» CONSIGNE: Quelles sont toutes les phrases interrogatives de l'extrait sur l'Égypte ? Recopiez-les dans l'ordre.

Incertitudes égyptiennes

Ce texte aurait dû prendre place sous forme d'un simple paragraphe dans un commentaire consacré aux mouvements de révoltes.

 

http://www.20minutes.fr/search?q=egypte

 

Oh, comme c'est embarrassant ! D'un côté, on se réjouit de la chute du Président Morsi, d'un autre, on ne peut que condamner ce qui s'apparente à un coup d'État militaire dans un pays qui apprend la démocratie.

 

L'échec du Président Morsi est patent mais il a été élu régulièrement l'an passé ; du moins aussi régulièrement que possible dans un pays qui inaugurait de véritables élections démocratiques avec plusieurs candidats et dans un pays immense, dont beaucoup de villages sont difficiles d'accès et donc de contrôle. Quand bien même, dans une démocratie, même balbutiante, l'armée n'intervient pas pour destituer le chef d'un exécutif quand sa politique échoue et qu'une partie de la population est mécontente. Imaginons nos deux derniers Présidents, renversés par l'amiral Guillaud, un an après leur élection, parce que, l'un comme l'autre a dû faire face à un mécontentement massif et un rejet de leurs politiques. En plus, on n'est pas sûr qu'un militaire de carrière pourrait faire mieux. Simplement, il règlerait les affaires courantes sans passion, sans état d'âme et l'opposition n'aurait qu'à bien se tenir.

 

Nous dirons aussi que, quel que soit les insuffisances du Président Morsi, la façon dont il est traité actuellement est tout simplement scandaleuse. Car enfin, voici un chef d'État, régulièrement élu, qui, non seulement est destitué par l'armée mais en plus se trouve sous les verrous. Quel crime a-t-il commis pour mériter ce sort ? A-t-il trahi sa patrie ? Est-ce à dire qu'en Égypte, le Président de la République peut être emprisonné pour délit d'opinion ou pour incompétence ? Nous sommes fondés à le croire.

» DONNÉES FOURNIES:

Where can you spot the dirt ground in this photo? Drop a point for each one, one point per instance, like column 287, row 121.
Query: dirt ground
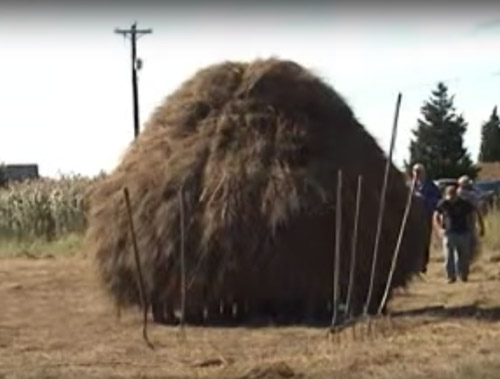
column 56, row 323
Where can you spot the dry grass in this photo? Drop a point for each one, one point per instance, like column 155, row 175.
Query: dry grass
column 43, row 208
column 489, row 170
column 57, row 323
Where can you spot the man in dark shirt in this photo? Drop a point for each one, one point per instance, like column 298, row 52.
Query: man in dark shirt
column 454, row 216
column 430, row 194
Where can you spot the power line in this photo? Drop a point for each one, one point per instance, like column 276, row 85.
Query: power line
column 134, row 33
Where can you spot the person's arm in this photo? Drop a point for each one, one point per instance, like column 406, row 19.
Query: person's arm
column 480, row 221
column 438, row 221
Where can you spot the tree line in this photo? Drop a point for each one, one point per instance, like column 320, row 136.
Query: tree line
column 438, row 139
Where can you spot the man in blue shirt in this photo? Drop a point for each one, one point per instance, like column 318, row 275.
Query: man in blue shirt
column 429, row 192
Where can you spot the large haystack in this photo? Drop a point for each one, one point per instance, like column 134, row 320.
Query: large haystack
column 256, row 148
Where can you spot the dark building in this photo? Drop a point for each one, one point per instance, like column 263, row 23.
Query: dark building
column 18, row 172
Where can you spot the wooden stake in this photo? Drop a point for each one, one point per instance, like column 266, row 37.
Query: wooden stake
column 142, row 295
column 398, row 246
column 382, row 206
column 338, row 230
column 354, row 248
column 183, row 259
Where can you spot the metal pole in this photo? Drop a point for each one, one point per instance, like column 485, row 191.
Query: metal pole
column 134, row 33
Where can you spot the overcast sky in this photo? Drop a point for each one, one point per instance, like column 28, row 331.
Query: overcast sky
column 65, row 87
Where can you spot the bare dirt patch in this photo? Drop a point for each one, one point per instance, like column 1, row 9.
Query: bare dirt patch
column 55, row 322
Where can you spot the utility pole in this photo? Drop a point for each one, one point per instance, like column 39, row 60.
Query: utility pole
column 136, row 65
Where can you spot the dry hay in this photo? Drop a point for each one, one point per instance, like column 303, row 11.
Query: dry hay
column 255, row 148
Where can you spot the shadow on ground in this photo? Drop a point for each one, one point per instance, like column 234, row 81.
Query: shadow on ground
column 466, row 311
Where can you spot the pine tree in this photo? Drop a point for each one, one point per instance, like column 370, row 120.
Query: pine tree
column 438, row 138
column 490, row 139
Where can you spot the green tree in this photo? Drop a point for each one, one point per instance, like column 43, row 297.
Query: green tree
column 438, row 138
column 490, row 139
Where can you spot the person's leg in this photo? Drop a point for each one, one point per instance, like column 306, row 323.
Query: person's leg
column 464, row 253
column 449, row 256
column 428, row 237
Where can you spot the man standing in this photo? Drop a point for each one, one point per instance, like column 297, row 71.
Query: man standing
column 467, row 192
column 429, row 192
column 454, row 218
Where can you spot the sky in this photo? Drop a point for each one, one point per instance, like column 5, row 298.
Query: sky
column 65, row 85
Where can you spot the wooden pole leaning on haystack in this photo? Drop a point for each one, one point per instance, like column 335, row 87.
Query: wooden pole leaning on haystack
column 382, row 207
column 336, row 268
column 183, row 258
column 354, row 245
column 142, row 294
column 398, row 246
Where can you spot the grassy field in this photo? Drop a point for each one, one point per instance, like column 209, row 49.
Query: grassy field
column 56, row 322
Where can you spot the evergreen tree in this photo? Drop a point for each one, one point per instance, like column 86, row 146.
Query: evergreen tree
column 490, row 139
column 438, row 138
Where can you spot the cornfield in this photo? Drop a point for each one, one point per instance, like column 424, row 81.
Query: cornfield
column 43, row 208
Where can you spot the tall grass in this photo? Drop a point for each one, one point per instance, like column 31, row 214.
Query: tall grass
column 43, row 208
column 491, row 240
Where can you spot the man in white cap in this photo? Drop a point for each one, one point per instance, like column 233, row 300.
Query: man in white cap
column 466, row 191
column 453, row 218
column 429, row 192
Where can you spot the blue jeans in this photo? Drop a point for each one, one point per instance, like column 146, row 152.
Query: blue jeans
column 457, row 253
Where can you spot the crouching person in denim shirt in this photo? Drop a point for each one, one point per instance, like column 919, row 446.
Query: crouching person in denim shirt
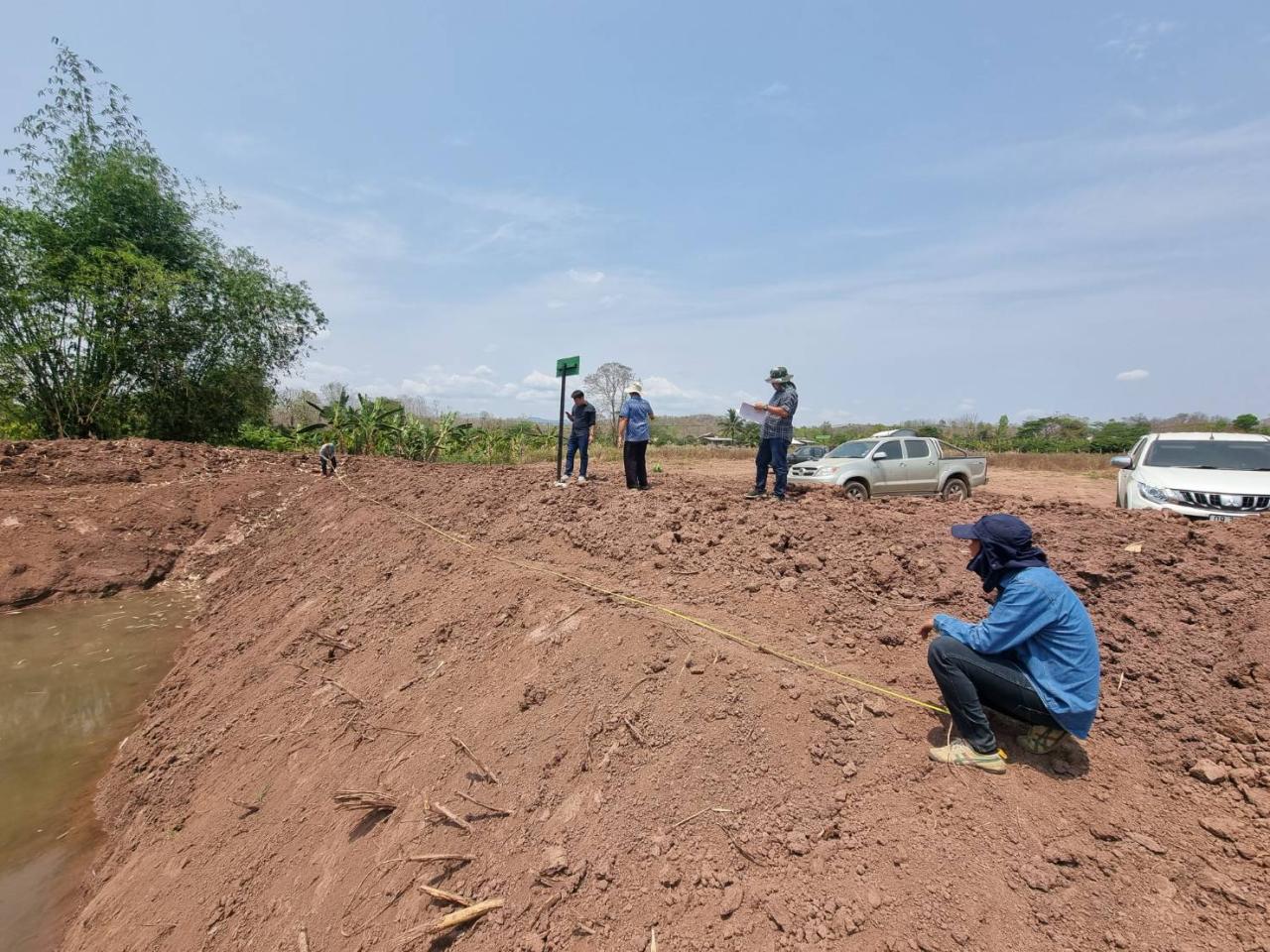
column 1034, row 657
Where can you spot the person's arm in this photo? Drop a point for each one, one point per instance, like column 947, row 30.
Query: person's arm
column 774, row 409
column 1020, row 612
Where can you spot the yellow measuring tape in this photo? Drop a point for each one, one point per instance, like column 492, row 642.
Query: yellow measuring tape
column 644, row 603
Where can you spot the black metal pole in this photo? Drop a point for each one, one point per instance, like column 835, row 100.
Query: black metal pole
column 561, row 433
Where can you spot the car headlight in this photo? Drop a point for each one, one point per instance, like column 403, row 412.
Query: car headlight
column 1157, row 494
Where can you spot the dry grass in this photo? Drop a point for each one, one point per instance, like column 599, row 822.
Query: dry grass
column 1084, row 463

» RÉPONSE:
- Quel crime a-t-il commis pour mériter ce sort ?
- A-t-il trahi sa patrie ?
- Est-ce à dire qu'en Égypte, le Président de la République peut être emprisonné pour délit d'opinion ou pour incompétence ?